→ **Исходный текст**:
==============================
У старого средневекового короля Карла Великого был разветвленный род и много потомков – придворных, военных, чиновников. Все они воевали, пировали, убивали верных слуг и неверных мусульман, расширяли свои поместья и служили законному королю.

И лишь один из них отдал свою жизнь не королю и не церкви, не деньгам и не землям, а людям, человеческому счастью и справедливости.

10. Фабрикант – враг фабрикантов

(Роберт Оуэн)

В то время как на европейском континенте – от Москвы и до Парижа – бушевали бури, на британских островах, казалось, царило спокойствие. Но это было очень обманчивое спокойствие.

Промышленный переворот изменил не только производство, он всколыхнул, взбудоражил всю Англию. Страна стала за несколько десятилетий иной, не похожей на страны континентальной Европы. Казалось бы, расстояние между ними ничтожное – узкий тридцатикилометровый пролив. Но за этим проливом на острове лежала совершенно иная страна – новый промышленный мир, капиталистический мир машин, где людям становилось все теснее и неуютнее. Французский ученый де Сен-Фон, побывавший в конце восемнадцатого века в Англии, писал, как его поразили заводы: «Это зрелище столь же новое, сколь интересное. Этих мастерских так много, что воздух нагрет от них на далеком пространстве и ночью все блестит огнем и светом». Такое зрелище было необычным даже для путешественника, приехавшего не из какого-либо сонного дунайского княжества или персидской провинции, а из соседней стремительной Франции. Машины на прядильных и ткацких фабриках, паровые машины, плавленная в тиглях отличная сталь, каналы, по которым тянулись баржи с каменным углем для доменных печей, биржа, управляющая торговлей всего мира, – такой представала Англия каждому, кто сходил на пыльные причалы Темзы.
==============================
→ **Исходные данные**:
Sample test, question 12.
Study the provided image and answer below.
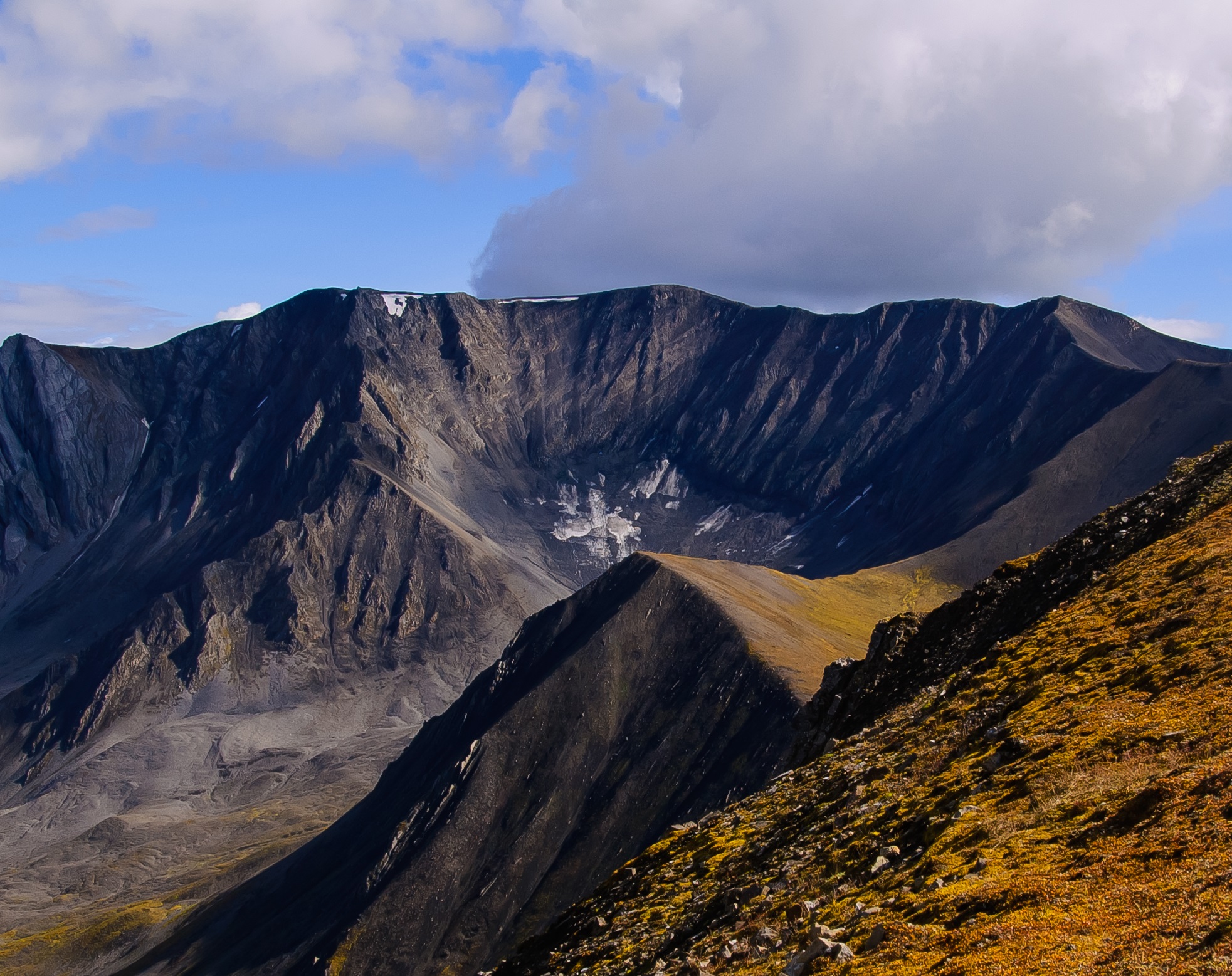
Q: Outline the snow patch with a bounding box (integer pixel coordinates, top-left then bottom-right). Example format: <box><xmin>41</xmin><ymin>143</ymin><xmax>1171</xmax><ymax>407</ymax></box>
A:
==============================
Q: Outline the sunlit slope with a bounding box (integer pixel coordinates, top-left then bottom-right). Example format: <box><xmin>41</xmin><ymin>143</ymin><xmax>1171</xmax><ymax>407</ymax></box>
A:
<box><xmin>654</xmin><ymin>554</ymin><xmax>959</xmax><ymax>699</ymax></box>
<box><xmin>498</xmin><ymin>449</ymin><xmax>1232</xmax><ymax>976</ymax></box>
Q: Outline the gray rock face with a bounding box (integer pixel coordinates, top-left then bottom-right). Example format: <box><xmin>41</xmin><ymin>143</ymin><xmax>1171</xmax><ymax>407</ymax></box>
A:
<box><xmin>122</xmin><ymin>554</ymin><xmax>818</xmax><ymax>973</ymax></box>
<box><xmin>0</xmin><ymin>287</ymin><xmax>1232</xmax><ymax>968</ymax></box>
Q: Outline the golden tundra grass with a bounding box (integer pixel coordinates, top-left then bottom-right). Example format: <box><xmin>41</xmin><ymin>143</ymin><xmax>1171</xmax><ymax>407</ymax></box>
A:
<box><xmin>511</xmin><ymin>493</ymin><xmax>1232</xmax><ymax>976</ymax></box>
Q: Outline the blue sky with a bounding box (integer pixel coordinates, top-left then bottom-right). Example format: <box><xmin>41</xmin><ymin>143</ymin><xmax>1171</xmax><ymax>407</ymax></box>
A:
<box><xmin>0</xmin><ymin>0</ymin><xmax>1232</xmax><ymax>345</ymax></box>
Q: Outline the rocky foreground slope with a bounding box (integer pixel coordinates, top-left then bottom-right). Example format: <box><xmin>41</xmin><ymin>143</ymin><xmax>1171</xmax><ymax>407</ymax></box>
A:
==============================
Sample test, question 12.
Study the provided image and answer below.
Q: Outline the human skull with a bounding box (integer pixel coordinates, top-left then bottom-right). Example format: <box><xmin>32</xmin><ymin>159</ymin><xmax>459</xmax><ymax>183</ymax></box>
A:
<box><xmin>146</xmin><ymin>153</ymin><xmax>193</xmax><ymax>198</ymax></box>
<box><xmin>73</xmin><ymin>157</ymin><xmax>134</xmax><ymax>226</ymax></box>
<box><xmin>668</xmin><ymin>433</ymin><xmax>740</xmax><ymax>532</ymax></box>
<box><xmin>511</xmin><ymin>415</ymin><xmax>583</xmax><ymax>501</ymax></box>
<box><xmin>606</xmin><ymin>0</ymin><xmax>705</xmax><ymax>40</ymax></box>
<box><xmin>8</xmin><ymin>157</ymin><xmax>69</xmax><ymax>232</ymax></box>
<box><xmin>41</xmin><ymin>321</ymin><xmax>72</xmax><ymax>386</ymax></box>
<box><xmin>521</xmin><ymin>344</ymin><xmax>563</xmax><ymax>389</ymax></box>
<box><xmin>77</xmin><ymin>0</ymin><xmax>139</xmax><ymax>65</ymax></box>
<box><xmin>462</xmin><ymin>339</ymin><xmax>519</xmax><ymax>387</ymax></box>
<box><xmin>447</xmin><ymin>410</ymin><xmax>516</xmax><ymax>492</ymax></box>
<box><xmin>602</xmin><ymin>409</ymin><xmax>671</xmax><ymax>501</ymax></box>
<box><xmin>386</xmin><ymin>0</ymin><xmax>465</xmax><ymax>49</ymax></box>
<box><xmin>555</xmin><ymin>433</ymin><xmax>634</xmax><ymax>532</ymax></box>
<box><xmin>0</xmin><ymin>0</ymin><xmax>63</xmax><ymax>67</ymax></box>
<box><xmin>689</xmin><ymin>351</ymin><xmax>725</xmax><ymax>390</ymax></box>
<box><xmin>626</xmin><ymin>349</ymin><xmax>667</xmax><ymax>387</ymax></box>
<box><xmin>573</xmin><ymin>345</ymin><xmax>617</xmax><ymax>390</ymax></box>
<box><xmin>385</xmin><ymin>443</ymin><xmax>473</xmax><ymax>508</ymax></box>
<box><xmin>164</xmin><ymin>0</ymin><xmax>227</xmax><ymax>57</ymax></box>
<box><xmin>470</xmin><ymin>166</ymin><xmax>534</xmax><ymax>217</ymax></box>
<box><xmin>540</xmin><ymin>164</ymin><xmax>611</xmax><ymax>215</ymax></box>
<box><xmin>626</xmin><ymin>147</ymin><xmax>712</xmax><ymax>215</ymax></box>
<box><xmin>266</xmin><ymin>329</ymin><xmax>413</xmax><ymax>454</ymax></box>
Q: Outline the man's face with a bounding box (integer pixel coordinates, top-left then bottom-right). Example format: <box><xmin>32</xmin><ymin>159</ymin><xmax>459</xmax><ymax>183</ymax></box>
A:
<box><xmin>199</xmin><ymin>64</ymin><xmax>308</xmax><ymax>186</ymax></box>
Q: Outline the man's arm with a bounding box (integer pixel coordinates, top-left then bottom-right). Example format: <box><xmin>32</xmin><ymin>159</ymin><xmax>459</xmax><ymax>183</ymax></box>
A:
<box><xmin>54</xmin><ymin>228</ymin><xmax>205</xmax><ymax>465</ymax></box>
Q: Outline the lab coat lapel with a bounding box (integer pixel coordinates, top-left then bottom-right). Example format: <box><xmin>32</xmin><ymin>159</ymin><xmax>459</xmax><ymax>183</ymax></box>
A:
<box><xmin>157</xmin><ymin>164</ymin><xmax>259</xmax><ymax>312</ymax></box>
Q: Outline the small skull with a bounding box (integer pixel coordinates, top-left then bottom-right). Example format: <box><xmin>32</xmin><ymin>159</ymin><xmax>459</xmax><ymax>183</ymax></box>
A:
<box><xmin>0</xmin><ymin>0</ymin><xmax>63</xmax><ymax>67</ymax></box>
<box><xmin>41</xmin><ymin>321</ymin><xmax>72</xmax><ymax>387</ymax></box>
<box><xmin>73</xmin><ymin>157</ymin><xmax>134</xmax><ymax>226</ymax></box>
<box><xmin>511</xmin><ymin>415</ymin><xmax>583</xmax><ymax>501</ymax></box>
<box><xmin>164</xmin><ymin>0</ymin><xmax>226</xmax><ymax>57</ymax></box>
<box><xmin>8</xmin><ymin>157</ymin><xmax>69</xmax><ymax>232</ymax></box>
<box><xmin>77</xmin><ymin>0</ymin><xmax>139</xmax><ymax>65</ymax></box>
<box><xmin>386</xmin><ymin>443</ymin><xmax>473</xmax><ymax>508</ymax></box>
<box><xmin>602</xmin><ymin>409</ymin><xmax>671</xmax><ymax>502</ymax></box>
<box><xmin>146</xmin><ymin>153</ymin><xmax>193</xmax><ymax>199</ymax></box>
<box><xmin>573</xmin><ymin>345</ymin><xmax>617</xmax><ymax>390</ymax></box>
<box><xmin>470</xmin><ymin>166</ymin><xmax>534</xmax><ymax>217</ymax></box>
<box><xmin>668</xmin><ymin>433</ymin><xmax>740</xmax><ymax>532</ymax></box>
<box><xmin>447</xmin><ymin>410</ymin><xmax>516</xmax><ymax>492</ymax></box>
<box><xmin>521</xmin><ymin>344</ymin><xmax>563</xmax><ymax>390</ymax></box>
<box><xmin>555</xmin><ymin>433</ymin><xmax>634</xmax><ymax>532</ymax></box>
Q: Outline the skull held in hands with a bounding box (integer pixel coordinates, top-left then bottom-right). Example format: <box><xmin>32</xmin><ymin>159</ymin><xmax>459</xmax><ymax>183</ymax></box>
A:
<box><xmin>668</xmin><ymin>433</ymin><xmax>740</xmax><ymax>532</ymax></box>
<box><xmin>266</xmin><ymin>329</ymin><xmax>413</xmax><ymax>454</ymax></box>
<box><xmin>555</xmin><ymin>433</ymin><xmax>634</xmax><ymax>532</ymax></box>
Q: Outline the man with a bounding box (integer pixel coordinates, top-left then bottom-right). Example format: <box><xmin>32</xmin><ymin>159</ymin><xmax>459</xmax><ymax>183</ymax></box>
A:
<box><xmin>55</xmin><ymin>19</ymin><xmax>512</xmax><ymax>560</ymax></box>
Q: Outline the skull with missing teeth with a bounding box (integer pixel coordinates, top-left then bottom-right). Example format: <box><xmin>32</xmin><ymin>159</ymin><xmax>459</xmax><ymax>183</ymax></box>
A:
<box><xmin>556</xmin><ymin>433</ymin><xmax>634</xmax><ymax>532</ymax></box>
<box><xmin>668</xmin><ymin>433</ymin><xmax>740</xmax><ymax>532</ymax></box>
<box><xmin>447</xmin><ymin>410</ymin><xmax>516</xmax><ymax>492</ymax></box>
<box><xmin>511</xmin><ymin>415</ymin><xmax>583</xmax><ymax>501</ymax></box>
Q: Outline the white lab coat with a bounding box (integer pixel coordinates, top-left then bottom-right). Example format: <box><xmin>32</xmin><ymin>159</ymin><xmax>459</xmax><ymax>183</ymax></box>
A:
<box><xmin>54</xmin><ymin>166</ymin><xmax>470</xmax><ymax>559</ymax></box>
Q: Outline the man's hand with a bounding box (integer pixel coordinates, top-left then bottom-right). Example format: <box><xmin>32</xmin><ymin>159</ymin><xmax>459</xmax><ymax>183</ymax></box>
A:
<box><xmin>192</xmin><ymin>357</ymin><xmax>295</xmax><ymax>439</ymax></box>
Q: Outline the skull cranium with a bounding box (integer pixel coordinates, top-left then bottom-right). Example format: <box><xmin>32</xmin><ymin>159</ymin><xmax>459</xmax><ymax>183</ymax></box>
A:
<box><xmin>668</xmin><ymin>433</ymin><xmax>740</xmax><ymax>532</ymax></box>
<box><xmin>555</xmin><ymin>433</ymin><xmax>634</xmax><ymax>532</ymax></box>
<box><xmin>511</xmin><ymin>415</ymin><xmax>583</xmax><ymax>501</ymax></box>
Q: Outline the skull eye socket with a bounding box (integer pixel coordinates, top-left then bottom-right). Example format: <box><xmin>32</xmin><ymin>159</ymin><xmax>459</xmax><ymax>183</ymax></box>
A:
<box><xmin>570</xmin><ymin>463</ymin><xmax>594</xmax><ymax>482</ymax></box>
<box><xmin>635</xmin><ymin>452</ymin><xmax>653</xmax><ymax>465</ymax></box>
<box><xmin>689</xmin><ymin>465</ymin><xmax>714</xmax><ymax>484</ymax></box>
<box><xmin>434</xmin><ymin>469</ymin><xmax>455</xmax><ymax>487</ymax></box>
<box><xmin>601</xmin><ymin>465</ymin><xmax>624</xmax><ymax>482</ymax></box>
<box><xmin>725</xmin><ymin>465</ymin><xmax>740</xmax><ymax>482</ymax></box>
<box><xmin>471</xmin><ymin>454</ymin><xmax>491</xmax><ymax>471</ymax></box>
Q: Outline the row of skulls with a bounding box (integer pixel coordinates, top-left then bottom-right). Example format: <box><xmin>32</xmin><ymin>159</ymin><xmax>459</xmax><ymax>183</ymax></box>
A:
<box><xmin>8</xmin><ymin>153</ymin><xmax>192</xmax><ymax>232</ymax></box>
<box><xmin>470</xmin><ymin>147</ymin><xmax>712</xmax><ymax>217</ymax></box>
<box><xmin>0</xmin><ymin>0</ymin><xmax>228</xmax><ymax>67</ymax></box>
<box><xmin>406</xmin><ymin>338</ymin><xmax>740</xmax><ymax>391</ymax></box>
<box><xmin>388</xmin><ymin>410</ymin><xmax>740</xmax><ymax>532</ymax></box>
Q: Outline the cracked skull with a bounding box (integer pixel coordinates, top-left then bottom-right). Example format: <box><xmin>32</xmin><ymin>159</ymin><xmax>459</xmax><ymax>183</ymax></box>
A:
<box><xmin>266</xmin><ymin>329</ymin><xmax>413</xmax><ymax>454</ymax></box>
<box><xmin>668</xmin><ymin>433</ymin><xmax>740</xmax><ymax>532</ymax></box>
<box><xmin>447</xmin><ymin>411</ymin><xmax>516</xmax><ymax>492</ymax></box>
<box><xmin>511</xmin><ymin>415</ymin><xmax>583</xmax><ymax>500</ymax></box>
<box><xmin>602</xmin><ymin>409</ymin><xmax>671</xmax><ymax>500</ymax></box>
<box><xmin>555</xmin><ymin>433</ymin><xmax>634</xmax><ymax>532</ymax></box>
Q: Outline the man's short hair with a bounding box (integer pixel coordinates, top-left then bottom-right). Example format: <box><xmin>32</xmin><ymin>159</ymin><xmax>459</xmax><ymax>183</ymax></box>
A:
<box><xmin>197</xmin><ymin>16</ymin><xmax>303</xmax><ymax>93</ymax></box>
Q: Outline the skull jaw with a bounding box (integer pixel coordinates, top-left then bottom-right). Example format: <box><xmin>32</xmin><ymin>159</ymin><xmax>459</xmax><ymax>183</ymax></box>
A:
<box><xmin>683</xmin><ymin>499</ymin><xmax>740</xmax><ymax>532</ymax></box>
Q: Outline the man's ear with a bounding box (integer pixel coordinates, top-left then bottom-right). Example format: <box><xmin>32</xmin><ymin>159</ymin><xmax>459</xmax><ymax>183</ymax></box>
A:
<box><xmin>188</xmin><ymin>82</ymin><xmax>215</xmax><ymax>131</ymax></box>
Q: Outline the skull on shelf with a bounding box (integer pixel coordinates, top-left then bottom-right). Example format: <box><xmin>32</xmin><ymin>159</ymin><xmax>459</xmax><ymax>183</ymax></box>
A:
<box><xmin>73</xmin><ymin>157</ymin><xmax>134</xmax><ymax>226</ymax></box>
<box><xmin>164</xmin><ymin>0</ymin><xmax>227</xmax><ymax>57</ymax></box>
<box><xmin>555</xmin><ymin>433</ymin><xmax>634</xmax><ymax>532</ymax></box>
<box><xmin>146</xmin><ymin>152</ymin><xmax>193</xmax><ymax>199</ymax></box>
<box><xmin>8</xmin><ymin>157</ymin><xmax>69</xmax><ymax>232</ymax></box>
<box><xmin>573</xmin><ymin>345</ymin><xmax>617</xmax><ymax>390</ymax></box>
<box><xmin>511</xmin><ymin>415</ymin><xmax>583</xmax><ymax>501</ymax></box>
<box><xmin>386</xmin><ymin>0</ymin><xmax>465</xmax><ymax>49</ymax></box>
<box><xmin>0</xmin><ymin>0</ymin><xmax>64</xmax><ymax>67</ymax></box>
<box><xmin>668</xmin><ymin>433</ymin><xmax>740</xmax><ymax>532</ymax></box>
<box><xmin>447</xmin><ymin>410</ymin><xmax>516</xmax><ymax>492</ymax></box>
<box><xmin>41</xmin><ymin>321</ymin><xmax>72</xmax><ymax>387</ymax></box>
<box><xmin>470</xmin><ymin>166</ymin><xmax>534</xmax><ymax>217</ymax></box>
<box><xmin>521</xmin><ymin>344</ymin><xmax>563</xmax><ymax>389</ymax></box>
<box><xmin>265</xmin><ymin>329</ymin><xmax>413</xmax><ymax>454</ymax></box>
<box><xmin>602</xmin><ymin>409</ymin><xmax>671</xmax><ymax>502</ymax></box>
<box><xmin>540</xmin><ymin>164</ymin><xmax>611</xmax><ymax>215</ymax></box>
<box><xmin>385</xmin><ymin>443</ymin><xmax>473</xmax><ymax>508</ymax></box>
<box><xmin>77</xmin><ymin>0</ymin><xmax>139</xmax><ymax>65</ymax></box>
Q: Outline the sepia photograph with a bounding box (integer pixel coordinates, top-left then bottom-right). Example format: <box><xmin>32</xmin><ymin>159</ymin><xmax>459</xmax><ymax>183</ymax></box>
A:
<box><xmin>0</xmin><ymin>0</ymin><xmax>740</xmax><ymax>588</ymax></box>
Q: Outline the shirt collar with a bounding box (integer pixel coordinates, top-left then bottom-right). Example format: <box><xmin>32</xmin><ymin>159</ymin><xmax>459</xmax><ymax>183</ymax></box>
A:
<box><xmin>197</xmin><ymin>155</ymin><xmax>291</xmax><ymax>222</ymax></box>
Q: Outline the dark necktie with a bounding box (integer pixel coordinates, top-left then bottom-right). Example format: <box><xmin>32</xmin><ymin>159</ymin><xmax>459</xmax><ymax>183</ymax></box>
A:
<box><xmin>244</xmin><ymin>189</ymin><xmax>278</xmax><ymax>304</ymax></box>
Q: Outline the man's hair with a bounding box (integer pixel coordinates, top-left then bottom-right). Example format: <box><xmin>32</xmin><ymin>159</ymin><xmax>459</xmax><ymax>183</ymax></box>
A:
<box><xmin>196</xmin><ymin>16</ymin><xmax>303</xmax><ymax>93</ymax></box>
==============================
→ **Задания**:
a - Выпишите из исходного текста кусок без единого изменения, начиная со слов "У старого средневекового" и заканчивая словами "служили законному королю.".
b - Перечислите по исходному тексту всё, какой представала Англия каждому, кто сходил на пыльные причалы Темзы.
c - Напишите продолжение исходного текста, начав сразу после его последнего предложения.

→ **Ответы**:
a -
У старого средневекового короля Карла Великого был разветвленный род и много потомков – придворных, военных, чиновников. Все они воевали, пировали, убивали верных слуг и неверных мусульман, расширяли свои поместья и служили законному королю.

b -
- машины на прядильных и ткацких фабриках
- паровые машины
- плавленная в тиглях отличная сталь
- каналы, по которым тянулись баржи с каменным углем для доменных печей
- биржа, управляющая торговлей всего мира

c -
Но не все видели за деловой суетой ад, в котором жили те, кто строил причалы и домны. Не выдуманный, не написанный маслом на стенах ад с традиционными сковородами для грешников и картинными чертями. Здесь, на английской земле, в самой передовой стране, ад был настоящий, прозаический, не такой красочный, как на картине, но зато реальный. Пятнадцатичасовой рабочий день, ночной труд детей под плетьми надсмотрщиков, «работные дома» – «эти Бастилии для бедных», где безработным оказывали милость – кормили их хуже, чем в тюрьме, заставляя работать до изнурения.

Все богатства промышленной Англии были созданы в эти десятилетия худыми желтыми руками бедняков. За фасадом обманчивого порядка и процветания бушевала ненависть этих бедняков. Она выплескивалась в стихийных выступлениях последователей легендарного рабочего Неда Лудда, будто бы первым сломавшего станок. Тысячи луддитов жгли цеха и склады, яростно ломали машины, ненавидя фабрикантов и управляющих. Виселица и каторга ждали каждого, кто ломал станок. Точно так же, как во времена Мора они ждали бродяг и бездомных.

Наполеоновские гренадеры не высадились в Англии, но Британские острова мира не знали. Там кипела внутренняя война. Она кипела и в умах. Люди читали и переписывали страницы трактатов Уильяма Годвина, призывавшего к уничтожению собственности и государства.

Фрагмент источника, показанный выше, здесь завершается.